WHAT IS REQUIRED — Count how many lines in the data below contain the word "list", and reply with that number alone.

RAW RECORDS —

──────────

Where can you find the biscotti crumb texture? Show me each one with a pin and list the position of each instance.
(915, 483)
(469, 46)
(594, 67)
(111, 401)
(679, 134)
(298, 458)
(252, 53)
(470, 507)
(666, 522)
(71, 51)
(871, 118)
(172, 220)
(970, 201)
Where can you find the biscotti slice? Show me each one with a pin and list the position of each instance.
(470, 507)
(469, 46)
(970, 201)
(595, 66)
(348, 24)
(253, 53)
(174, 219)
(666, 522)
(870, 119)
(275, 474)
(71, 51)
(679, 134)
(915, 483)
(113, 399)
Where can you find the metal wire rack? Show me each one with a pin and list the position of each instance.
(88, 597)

──────────

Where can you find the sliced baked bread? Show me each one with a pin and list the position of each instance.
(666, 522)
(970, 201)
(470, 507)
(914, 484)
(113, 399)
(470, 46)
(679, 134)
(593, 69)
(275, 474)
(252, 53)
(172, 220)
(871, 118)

──────────

PROBLEM SOLUTION — 4